Task brief: Collect every line below that contains the word "feeder" and copy each one in full.

Region-labeling lines:

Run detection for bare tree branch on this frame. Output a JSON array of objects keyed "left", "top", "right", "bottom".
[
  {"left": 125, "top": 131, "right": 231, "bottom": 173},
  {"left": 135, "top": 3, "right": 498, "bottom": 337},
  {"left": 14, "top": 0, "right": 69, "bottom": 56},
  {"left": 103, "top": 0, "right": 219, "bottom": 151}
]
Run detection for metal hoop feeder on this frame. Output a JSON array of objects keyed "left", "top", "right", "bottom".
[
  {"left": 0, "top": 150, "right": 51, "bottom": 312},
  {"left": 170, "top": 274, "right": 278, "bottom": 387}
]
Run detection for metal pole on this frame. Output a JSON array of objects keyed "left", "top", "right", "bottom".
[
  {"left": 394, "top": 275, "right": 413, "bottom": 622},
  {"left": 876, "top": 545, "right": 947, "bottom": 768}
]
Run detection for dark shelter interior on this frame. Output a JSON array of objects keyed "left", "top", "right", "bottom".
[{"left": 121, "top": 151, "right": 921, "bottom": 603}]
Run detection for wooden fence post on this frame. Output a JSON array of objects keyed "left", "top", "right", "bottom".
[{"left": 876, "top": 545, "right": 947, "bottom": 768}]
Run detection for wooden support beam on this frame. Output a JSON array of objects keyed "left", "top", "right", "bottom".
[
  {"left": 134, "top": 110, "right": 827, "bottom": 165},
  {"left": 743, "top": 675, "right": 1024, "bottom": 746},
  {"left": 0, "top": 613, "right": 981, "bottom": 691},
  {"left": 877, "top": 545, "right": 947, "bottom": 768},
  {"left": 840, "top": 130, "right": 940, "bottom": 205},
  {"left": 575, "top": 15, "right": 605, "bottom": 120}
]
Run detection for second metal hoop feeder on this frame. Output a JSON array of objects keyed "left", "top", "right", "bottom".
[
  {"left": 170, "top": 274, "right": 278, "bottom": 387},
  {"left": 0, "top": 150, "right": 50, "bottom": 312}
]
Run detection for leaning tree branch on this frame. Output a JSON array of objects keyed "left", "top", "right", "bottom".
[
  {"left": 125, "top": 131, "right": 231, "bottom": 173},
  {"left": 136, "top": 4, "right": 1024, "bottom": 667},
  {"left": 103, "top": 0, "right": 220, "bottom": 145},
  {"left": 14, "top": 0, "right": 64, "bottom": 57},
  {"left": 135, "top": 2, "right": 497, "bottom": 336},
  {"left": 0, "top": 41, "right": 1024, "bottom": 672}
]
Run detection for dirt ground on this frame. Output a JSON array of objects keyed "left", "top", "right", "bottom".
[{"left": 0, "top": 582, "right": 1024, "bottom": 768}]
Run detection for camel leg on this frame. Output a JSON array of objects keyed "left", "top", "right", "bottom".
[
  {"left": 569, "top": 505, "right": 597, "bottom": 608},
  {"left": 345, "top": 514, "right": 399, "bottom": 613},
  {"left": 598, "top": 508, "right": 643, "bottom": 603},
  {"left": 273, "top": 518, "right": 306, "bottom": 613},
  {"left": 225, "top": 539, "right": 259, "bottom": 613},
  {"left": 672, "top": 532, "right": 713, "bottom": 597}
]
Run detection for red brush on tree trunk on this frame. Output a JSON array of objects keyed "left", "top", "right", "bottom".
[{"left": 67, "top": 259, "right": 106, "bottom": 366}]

Answer to this problem:
Run detection for metal hoop feeder on this frame. Output a JSON array of objects keyed "left", "top", "right", "bottom".
Run detection for second metal hoop feeder on this frame. Output a JSON array of objects keyed "left", "top", "right", "bottom".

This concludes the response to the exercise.